Estratto -

Data l'economia di questo lavoro, ci occuperemo brevemente
delle bande di briganti che infestarono il Matese dal 1860
al 1863.
I briganti più famosi furono Cicchino e Cimino di
Roccamandolfi e Nunzio di Paola di Macchiagodena.
Cicchino e Cimino con i loro accoliti terrorizzarono la zona
matesina che va da Roccamandolfi a Guardiaregia seminando
terrore e morte fra quelle popolazioni che talvolta erano
costrette, con la forza, a diventare loro complici.
Bojano, dove erano acquartierate le truppe per la
repressione del brigantaggio, non fu mai attaccata dalla
banda dei capibriganti di Roccamandolfi.
"La notte dal tre al quattro agosto 1861 la banda di
Cicchino e Cimino entra in San Polo Matese.
Colà facevano parte del potere locale parecchi membri della
famiglia Rogati, oriunda di Oratino: Vincenzo Rogati era
capitano della Guardia Nazionale, il di lui suocero
Vitantonio Capra, sindaco, e il fratello Giovanni Rogati,
arciprete, nutriva anche idee di libertà.
Il sindaco credette conveniente di fare arrestare molti
manutengoli e ladruncoli, e per poco non riuscì a prendere
nella rete parecchi briganti allorché di notte si recavano
nell'abitato per visitare le rispettive famiglie.

Dati forniti -
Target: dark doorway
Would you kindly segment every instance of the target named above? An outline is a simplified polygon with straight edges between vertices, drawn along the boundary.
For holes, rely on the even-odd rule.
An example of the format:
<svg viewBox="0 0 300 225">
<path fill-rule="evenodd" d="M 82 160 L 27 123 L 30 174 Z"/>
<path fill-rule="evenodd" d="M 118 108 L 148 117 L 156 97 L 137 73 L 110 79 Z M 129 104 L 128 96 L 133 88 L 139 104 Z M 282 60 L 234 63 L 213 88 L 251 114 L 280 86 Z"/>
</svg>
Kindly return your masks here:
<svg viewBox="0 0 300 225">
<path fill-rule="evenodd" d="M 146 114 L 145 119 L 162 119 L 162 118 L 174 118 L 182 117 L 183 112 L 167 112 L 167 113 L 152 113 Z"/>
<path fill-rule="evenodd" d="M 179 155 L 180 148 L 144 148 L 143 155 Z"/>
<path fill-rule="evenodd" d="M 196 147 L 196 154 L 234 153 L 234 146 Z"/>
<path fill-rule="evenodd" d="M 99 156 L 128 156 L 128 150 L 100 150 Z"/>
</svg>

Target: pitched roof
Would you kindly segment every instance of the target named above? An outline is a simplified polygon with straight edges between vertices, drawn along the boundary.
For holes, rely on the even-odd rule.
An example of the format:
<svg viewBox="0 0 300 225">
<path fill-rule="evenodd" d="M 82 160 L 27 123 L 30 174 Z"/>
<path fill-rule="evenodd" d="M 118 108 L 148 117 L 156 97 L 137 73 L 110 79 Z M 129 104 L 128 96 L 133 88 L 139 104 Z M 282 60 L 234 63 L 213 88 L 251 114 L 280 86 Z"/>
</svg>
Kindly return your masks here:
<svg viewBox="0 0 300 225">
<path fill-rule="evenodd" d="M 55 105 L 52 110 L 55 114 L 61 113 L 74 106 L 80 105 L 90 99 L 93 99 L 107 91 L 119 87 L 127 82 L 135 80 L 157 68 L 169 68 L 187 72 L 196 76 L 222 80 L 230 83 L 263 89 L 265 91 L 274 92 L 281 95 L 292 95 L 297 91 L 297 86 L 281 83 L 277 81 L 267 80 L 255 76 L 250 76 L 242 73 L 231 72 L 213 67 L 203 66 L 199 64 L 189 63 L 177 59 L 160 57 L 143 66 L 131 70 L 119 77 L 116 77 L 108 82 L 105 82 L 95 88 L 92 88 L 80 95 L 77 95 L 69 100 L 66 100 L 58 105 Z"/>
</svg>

Consegna -
Estrai parola per parola dal brano sui briganti del Matese tutto ciò che va da "Colà facevano parte" fino a "le rispettive famiglie.".

Risposta -
Colà facevano parte del potere locale parecchi membri della
famiglia Rogati, oriunda di Oratino: Vincenzo Rogati era
capitano della Guardia Nazionale, il di lui suocero
Vitantonio Capra, sindaco, e il fratello Giovanni Rogati,
arciprete, nutriva anche idee di libertà.
Il sindaco credette conveniente di fare arrestare molti
manutengoli e ladruncoli, e per poco non riuscì a prendere
nella rete parecchi briganti allorché di notte si recavano
nell'abitato per visitare le rispettive famiglie.